• EXERCISE TASK:
Reproduce every line of the records below, requests included, offsetting both numbers of each coordinate pair in the answers by -123.

──────── RECORD SET ────────

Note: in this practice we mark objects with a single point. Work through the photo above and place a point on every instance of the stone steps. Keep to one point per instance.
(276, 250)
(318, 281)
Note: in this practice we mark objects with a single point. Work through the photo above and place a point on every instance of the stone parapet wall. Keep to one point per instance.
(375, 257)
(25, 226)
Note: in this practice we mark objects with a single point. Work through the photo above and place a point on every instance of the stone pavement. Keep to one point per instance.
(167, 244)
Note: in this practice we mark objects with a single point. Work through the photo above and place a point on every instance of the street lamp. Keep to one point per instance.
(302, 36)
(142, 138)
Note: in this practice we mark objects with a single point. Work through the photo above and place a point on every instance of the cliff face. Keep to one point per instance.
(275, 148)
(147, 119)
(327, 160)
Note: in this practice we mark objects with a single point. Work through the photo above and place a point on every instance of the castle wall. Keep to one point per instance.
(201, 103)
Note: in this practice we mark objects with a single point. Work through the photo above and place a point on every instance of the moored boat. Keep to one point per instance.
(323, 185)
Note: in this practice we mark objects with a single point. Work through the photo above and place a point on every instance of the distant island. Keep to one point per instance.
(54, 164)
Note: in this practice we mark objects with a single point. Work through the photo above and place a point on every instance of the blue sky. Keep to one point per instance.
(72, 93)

────────

• WRITTEN ANSWER:
Note: in this practice we mark objects with a single point. Work through the photo above and place a point on every instance of the stone steps. Keep to one point per instance.
(153, 127)
(195, 158)
Note: in this practice we mark objects with a single point. Work through the photo above and place a point on every instance of the stone parapet wall. Keep to one point per instance.
(252, 134)
(-98, 103)
Note: in this practice we mark objects with a single point. Work through the photo above and place a point on every instance of the stone pavement. Keep to one point per instance.
(44, 121)
Note: in this practice we mark objects with a single point. Work through the photo above and place a point on every instance of the street lamp. Keep to one point per instance.
(179, -87)
(19, 15)
Note: in this practice we mark objects with a single point. Work through the photo above and place a point on every instance of the cliff face. Keep to one point per instance.
(152, 25)
(24, -4)
(204, 37)
Note: in this practice we mark objects with a single point. Work through the photo above and place a point on every instance of the castle wall. Keep to one point per instance.
(78, -20)
Note: in this practice we mark objects with a single point. Work through the photo above and place a point on every instance of the moored boat. Keep to one point per instance.
(200, 62)
Note: in this practice we mark objects with a single point. Work through the photo above and place a point on every instance of the distant island. Keep to one point per instance.
(-69, 41)
Note: in this practice we mark objects with a single point. Work through the photo above and place a point on every instance of the blue sky. Keep to one point per instance.
(-51, -30)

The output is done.